=== ABOUT THIS EXERCISE ===
Without any alteration, retype the records that appear below.
_____
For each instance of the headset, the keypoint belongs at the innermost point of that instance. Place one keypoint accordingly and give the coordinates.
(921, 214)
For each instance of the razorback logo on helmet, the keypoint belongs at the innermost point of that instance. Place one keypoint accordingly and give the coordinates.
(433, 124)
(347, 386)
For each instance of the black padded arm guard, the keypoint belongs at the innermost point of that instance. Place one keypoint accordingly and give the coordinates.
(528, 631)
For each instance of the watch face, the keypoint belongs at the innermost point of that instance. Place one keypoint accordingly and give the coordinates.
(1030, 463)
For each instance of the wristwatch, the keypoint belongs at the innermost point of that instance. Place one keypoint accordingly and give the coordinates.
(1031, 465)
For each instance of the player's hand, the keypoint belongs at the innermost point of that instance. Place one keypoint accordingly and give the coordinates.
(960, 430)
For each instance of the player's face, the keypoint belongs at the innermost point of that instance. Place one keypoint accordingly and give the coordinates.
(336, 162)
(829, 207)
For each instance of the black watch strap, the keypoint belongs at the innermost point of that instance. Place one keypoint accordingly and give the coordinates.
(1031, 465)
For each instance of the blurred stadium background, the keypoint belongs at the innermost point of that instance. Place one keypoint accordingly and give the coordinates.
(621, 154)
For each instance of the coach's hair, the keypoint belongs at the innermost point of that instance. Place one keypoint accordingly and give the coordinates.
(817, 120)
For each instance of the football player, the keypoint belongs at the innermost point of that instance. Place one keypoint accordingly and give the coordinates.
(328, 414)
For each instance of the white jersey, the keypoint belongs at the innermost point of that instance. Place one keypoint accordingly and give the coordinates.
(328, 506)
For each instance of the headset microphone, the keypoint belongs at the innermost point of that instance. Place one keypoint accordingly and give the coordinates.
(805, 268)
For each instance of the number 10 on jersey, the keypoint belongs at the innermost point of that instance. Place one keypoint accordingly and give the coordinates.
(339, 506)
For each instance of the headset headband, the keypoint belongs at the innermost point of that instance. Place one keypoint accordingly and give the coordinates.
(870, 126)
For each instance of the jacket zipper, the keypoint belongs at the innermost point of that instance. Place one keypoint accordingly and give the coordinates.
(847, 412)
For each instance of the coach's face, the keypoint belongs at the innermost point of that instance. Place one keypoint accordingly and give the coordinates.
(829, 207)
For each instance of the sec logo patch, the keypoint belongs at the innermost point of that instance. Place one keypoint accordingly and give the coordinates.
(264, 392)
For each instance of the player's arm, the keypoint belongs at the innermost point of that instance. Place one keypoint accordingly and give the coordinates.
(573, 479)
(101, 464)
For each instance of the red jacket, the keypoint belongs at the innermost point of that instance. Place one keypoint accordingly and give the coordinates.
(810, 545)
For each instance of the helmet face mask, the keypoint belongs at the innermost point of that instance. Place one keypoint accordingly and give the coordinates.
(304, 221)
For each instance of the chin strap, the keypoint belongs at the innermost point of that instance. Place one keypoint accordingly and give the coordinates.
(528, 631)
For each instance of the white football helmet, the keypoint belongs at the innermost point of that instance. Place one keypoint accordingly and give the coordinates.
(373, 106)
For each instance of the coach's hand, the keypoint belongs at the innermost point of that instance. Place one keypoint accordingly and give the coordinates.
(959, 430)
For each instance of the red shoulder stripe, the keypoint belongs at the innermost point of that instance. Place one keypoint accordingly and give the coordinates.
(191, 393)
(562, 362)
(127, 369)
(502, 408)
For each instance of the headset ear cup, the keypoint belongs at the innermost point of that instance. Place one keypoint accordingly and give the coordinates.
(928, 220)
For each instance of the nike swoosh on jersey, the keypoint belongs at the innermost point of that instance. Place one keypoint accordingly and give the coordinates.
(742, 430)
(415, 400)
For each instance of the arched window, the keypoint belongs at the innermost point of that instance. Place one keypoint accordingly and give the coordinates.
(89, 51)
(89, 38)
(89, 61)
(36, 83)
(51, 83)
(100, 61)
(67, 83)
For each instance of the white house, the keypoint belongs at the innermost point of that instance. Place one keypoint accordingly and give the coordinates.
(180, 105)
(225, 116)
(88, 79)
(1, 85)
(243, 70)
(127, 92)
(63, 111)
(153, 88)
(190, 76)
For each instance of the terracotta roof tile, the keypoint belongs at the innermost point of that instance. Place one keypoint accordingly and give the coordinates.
_____
=== EXERCISE RESPONSE ===
For each instance of the headset, the keypoint belongs at the innermost point of that instance. Place one keypoint accordingly and give the coordinates.
(921, 214)
For each instance of the razorback logo on helmet, the keypoint belongs at the innermost point of that instance. Place one keypoint accordingly and give the coordinates.
(433, 124)
(347, 386)
For each instance of the black padded arm guard, the keypoint belongs at the innermost point of that instance. Place one keypoint accordingly and give the coordinates.
(528, 631)
For each instance of the watch face, the keypoint belongs at the innermost point of that instance. Place one keypoint accordingly and give the coordinates.
(1030, 463)
For each instance of the wristwatch, the keypoint belongs at the innermost point of that instance. Place one keypoint accordingly and give the coordinates.
(1031, 465)
For each instance of the player's hand, the keypoint belongs at the innermost point of that instance. Place one keypoint accordingly and give the coordinates.
(960, 430)
For each instance of the player's face, the keypoint belongs at the innermost point of that instance. Place one keypoint accordingly and give the coordinates.
(336, 162)
(829, 207)
For each instance of the black watch strap, the keypoint belongs at the innermost point of that instance. Place one keypoint accordingly and give the coordinates.
(1031, 465)
For each instance of the blurred stadium background, the keypoint belongs at the innermost point of that instance. Place one keypoint accordingly and give the coordinates.
(621, 154)
For each instance of the coach's hair, the keypoint belongs at the innermost point of that instance. Place one keypoint accordingly and give the coordinates.
(817, 120)
For each instance of the football player, the keypoint belongs at the innermost point of that instance. Place one keypoint accordingly and give the coordinates.
(328, 414)
For each instance of the white jersey, the keypoint belongs at the innermost point of that instance. Place one keypoint accordingly and give the coordinates.
(328, 506)
For each instance of the headset microphone, the keypoint belongs at the innermost point of that instance. Place one keypoint accordingly and give the coordinates.
(805, 268)
For each instance of the number 10 on jersey, the keypoint belongs at the innermost point of that instance. Place one keypoint accordingly and give the coordinates.
(339, 506)
For each instance of the headset headband, the keypoint belongs at the innermost point of that instance. Place one keypoint accordingly and give the coordinates.
(870, 126)
For each instance of the jacket zipper, the keypoint belongs at the innermost point of that instance. Place one keypoint accordingly and give the coordinates.
(847, 412)
For each instance of the coach's face, the keypoint belongs at the innermost point of that instance. Place one keypoint accordingly and give the coordinates.
(829, 207)
For each instance of the sec logo patch, the keypoint belongs at the innermost point of that instance. Place one keypoint accordingly and give the coordinates.
(264, 392)
For each instance of the player's arm, the keypoint belongs at the innermost point of that instance. Place one keypoint accordingly and give the coordinates.
(573, 479)
(101, 464)
For each instance of the red jacket, the keypoint belongs at the innermost point of that instance. Place one keypoint accordingly and give the coordinates.
(810, 545)
For each instance of the helmet face mask, the keypoint belongs at the innermost point of that instance. Place one keypoint accordingly and give the coordinates.
(304, 221)
For each instance of the chin strap, the keypoint belongs at the innermost point of that instance. Place one keypoint accordingly and give the coordinates.
(528, 631)
For each instance of the white football helmet, the keypoint belongs at the innermost point of that instance. Place one keypoint accordingly and give the coordinates.
(373, 106)
For each instance of the coach's hand, the keypoint belongs at the innermost point of that instance. Place one keypoint accordingly and give the coordinates.
(959, 430)
For each instance of the red shoulder stripe, the keypoint belongs at the innermost point of that instance. Place one keypoint accordingly and give the coordinates.
(191, 393)
(562, 362)
(127, 369)
(502, 408)
For each instance of the headset ear cup, the keypoint belongs at the innermost point of that instance. Place one keypoint accordingly and give the coordinates.
(928, 220)
For each instance of the nike swoosh on jersey, the keypoint belongs at the innermost point of that instance. Place one keypoint accordingly and give the coordinates.
(742, 430)
(415, 400)
For each instance of the arched window, the keypoint belongs at the innermost point of that instance. Place one keypoint accordingly and give the coordinates.
(89, 51)
(89, 38)
(89, 61)
(36, 83)
(51, 83)
(100, 61)
(67, 83)
For each instance of the white house, the keypoint belongs at the innermost point of that instance. Place one keypoint accordingly and give the coordinates.
(180, 105)
(225, 116)
(88, 79)
(1, 85)
(243, 70)
(127, 92)
(63, 111)
(153, 88)
(190, 76)
For each instance of the terracotta roof tile, the keypoint belongs at the innermost point of that instance. Place one keypoint accordingly and give the coordinates.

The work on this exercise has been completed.